- _WHAT IS REQUIRED_: Repeat the part of the debugger guide from "On Windows Nsight" to "the image below." word for word.

::: TEXT :::

Using a Debugger

FLAME GPU 2 models are executed using highly parallel GPU code, this often makes use of traditional debugging tools significantly more challenging. As such, if you are unfamiliar with using debuggers you may by attempting the techniques outlined in the preceding sections first.

Debugging FLAME GPU 2 models follows a fairly standard approach to CUDA debugging. However, the approaches differ slightly dependent on your operating system (Windows/Linux) and whether you are using the C++ or Python API. This section details how to attach your model to a debugger, the user-guide for specified debuggers should be referred to for details on using the debugger.

In order to debug your model, it is necessary to produce a debug build or use a debug build of pyflamegpu. This removes optimisations, and can lead to performance prohibitively slow for large models.


It is not currently possible to debug Python agent functions using either Windows or Linux. Furthermore, we were unable to attach the Windows CUDA debugger to RTC agent functions.


On Windows Nsight Visual Studio Edition is used to debug CUDA projects. This installs as a Visual Studio extension, when installing CUDA (with Visual Studio pre-installed), and provides a graphical interface to debugging.


In order to produce a debug capable build, it is necessary to ensure the active build configuration is set to Debug (or RelWithDebInfo) and x64, prior to compilation, as shown in the image below.

The active build configuration drop-downs in Visual Studio, setup for a Debug x64 build.

Next, ensure your model is shown is the current startup project. The easiest way to check this, is check whether it’s name appears bold within the Solution Explorer (shown for boids_spatial3D in the below image). If this is not the case, it can be right-clicked and the option “Set as Startup Project” used from the context menu.

The solution explorer with boids_spatial3D as the startup project.

Now if your model has been built, you can launch it with NSight debugger, via the Extensions > Nsight menu.

The Nsight menu.

Currently Nsight has two different debuggers, “Next-Gen” and “Legacy”. Whilst they use much the same debugging GUI, they have some key differences.

The legacy debugger only supports the GPU architectures earlier than Pascal (Compute Capability < 60), such as Kepler and Maxwell GPUs. Additionally the legacy debugger can only debug GPU code in isolation, the normal Visual Studio debugger must be used to debug host code separately.

The next-gen debugger only supports the GPU architectures Pascal and later(Compute Capability >= 60) and can debug GPU and CPU code simultaneously, however this can lead to challenges when placing breakpoints in files containing both CPU and GPU sources. Additionally the next-gen debugger does not have integrated support for the CUDA memory checker, instead the standalone tool Compute Sanitizer (which installs alongside CUDA) must be used.


Launching Nsight does not force build your project when it is out of date, unlike the regular Visual Studio debugger. If you have updated your code, you must build it again manually before restarting either Nsight debugger.

::: EXTRACTED ENTRIES :::

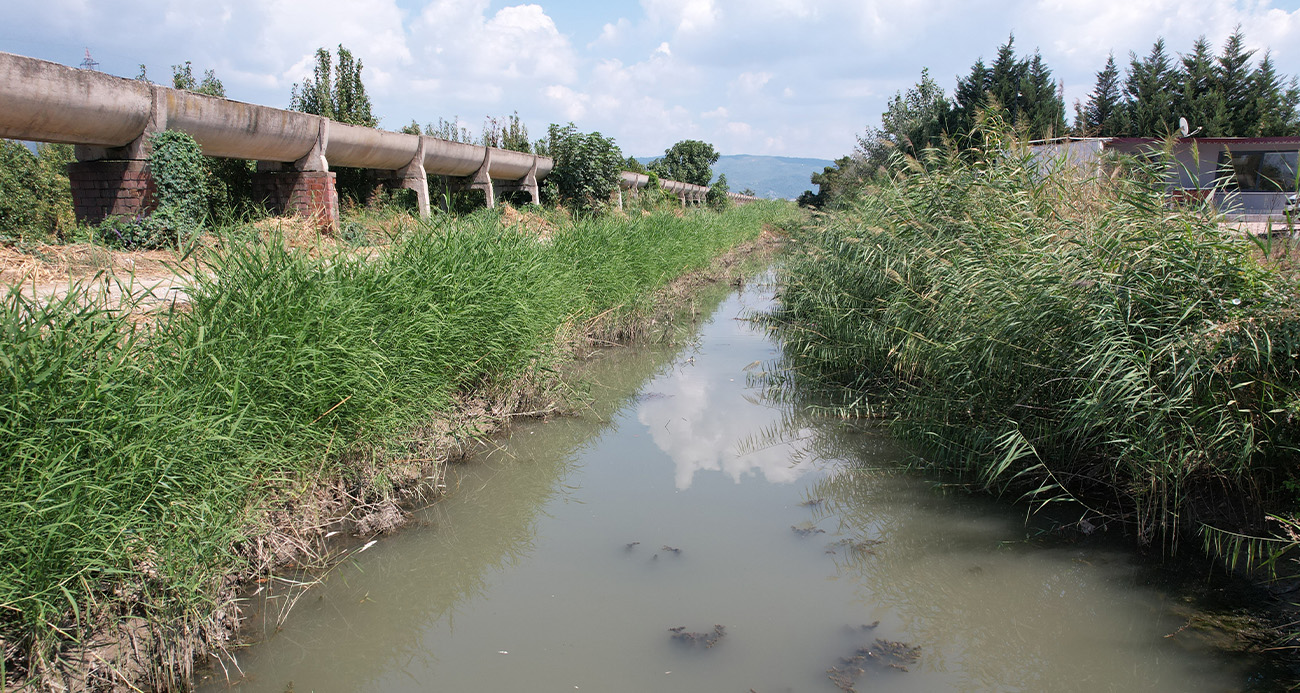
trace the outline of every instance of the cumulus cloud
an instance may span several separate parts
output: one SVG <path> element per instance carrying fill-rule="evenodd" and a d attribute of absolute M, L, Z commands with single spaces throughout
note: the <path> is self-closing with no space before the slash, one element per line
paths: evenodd
<path fill-rule="evenodd" d="M 0 3 L 0 36 L 6 51 L 73 65 L 90 47 L 101 69 L 134 77 L 143 62 L 155 81 L 191 60 L 233 98 L 268 105 L 287 104 L 316 48 L 342 43 L 365 64 L 386 126 L 519 111 L 533 130 L 573 120 L 638 155 L 694 138 L 725 153 L 833 159 L 922 68 L 950 91 L 1011 33 L 1022 55 L 1043 52 L 1067 100 L 1087 96 L 1110 51 L 1123 66 L 1157 36 L 1176 53 L 1201 34 L 1217 49 L 1238 25 L 1249 48 L 1300 74 L 1300 12 L 1268 0 L 400 1 L 14 1 Z"/>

:::

- _ANSWER BELOW_:
On Windows Nsight Visual Studio Edition is used to debug CUDA projects. This installs as a Visual Studio extension, when installing CUDA (with Visual Studio pre-installed), and provides a graphical interface to debugging.


In order to produce a debug capable build, it is necessary to ensure the active build configuration is set to Debug (or RelWithDebInfo) and x64, prior to compilation, as shown in the image below.